* **Document segment**:
+ + + + +

The judgement was passed in a case concerning the cancellation of admission of Petitioners in institutions under GGSIU.

Aditi Singh

The Delhi High Court has held that classification between students who acquire their qualifications via recognized Open Distance Learning (ODL) institutions and those who acquire the same qualification through traditional universities is “patently discriminatory”. (MO Kareem vs GGSIU & Ors)

The judgement was passed by a single Judge Bench of Justice Rajiv Shakdher in two petitions concerning the cancellation of admission of the Petitioners in institutions under the Guru Gobind Singh Indraprastha University.

The admission of Petitioners, MO Kareem and Jasleen Kaur, was cancelled qua the Master of Computer Applications (MCA) programme after they had gained admission.

While Petitioner Kareem had obtained his BCA qualification from the Indira Gandhi National Open University (IGNOU), Petitioner Kaur has obtained her BCA qualification from the School of Open and Distant Learning, Jamia Hamdard (deemed to be University) [Jamia Hamdard].

The admission was cancelled after the issue as to whether their bachelors qualification i.e. BCA was equivalent to that offered via traditional University was put before the Equivalence Committee (EC) of the University on two occasions and an unfavourable decision was taken.

The Petitioners argued that the decision to cancel the admission was flawed because it violated the principles of natural justice.

It was added that once the Petitioners were allowed to seek admission after due verification of documents, the University was estopped in law from cancelling the admission.

The Petitioners further argued the BCA programme offered by both IGNOU and Jamia Hamdard was recognized by the University Grants Commission, and thus, they had to be treated at par with a BCA programme offered by a traditional university.

The University, on the other hand, submitted that since the members of the EC were "domain experts", the Court ought not to interdict their decision.

+ + + + +

* **Set of tasks**:
1. Can you print the Delhi High Court report from "While Petitioner Kareem" to "University) [Jamia Hamdard]."?
2. Which people are named in the Delhi High Court report?
3. Can you carry the Delhi High Court report forward past its last sentence?

* **Extracted entries**:
+ + + + +

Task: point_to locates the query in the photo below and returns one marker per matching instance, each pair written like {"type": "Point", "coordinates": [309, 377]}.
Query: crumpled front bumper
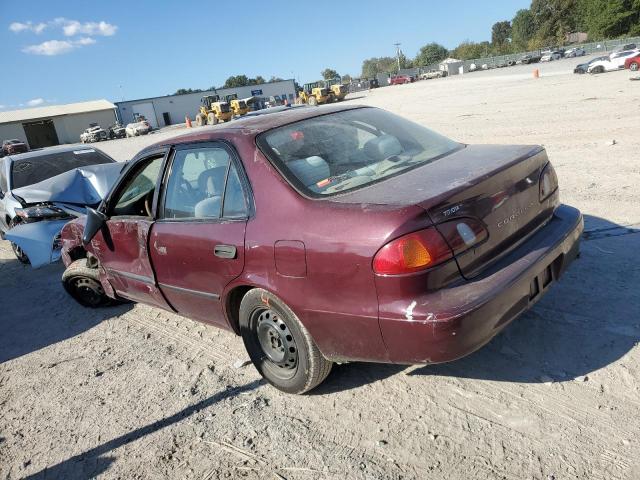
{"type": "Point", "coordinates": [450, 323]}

+ + + + +

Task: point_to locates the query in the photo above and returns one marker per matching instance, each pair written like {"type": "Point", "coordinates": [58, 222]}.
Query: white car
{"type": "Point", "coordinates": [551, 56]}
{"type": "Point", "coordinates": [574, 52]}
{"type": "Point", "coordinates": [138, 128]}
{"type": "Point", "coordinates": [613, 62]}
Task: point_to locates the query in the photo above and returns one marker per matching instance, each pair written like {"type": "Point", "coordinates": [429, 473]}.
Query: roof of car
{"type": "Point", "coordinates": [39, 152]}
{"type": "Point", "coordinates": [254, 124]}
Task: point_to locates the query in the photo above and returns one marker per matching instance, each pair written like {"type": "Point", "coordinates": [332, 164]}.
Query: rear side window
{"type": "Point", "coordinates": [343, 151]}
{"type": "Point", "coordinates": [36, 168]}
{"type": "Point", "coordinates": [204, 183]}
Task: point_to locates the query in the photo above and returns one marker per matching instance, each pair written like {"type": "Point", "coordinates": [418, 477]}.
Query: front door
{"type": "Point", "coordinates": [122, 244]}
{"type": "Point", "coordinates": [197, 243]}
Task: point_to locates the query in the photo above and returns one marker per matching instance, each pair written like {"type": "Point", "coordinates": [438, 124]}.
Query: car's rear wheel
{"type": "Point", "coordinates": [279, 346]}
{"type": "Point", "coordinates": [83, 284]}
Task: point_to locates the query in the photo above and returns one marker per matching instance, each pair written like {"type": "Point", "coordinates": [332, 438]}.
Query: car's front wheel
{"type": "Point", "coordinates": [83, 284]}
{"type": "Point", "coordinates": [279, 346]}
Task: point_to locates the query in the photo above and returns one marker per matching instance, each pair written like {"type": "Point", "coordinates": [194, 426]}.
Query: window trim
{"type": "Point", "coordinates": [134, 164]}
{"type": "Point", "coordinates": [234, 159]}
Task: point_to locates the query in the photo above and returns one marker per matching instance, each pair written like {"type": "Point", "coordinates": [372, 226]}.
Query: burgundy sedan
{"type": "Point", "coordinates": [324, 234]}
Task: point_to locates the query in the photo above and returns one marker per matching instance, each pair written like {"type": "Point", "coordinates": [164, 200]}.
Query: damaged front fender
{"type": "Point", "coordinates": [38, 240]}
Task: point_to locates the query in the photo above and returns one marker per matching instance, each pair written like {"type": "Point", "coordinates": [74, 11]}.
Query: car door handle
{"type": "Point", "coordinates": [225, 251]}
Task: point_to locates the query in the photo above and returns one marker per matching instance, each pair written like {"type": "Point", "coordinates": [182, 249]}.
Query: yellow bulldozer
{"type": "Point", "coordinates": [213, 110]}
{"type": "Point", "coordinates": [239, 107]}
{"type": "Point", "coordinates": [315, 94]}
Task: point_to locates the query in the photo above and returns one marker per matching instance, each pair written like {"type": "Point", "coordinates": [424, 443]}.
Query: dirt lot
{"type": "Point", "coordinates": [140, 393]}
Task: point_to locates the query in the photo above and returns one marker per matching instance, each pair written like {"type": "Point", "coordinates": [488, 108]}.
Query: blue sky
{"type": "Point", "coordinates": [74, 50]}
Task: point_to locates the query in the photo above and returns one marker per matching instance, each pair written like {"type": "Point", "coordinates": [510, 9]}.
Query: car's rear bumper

+ + + + +

* **Final results**:
1.
While Petitioner Kareem had obtained his BCA qualification from the Indira Gandhi National Open University (IGNOU), Petitioner Kaur has obtained her BCA qualification from the School of Open and Distant Learning, Jamia Hamdard (deemed to be University) [Jamia Hamdard].

2. Aditi Singh, Justice Rajiv Shakdher, MO Kareem, Jasleen Kaur

3.
The Univeristy maintained that BCA acquired by the Petitioners via ODL institutions could not be equated with the qualification obtained by a student from a traditional institute/college.

The University relied on the clause 2.1.3 of their “Admission Brochure for Academic Session 2019-20” to state that the petitioners did not meet the eligibility criteria as they had not pursued a “full-time” course.

It was added that a mistake was made while scrutinizing the documents submitted by the Petitioners at the time of "provisional admission" and once this aspect was brought to the notice of the University, corrective measures were taken.

The University Grants Commission submitted that BCA degree awarded to students of IGNOU or Jamia Hamdard would have the same weight and recognition as that which is accorded to a corresponding BCA degree awarded by a traditional University.

In view of the submissions made by the parties, the Court opined that ordinarily, the courts would not interfere with the decisions of bodies which have domain expertise, however, it did not mean that their decisions were not justiciable.

The Court noted that neither in the preceeding academic session nor in the entrance test for the current academic session, had the University discriminated among students who had acquired qualification through traditional university or an ODL institution.

Further considering the fact that the issue was first referred to the University's EC, the Court observed that the University was itself "unsure" as to whether or not those who had obtained their BCA qualification via ODL institutions were ineligible for being admitted to the MCA programme.

The Court then perused the EC's conclusion and remarked,

"The EC reports placed before me do not even remotely suggest that it conducted an exercise of ascertaining as to whether the standards and norms of the BCA course offered by IGNOU and School of Open and Distance Learning, Jamia Hamdard, were at par with those which are offered by traditional universities."

The Court further relied on the Supreme Court's decisions in Abdul Motin v. Manisankar Maiti (2018) and Annamalai University vs. Secretary to Government, Information and Tourism, Department and Others (2009) to observe that the exclusion of persons from access to higher education only on the ground that they had acquired their qualification from a non-formal sector (ODL) was unfair.

In view of the above, the Court concluded that even if the students were aware of the eligibility criteria provided in the Admission Brochure and had thus merely gained provisional admission, it would not help the Univerisity's cause as the condition was clearly violative of Article 14 of the Constitution.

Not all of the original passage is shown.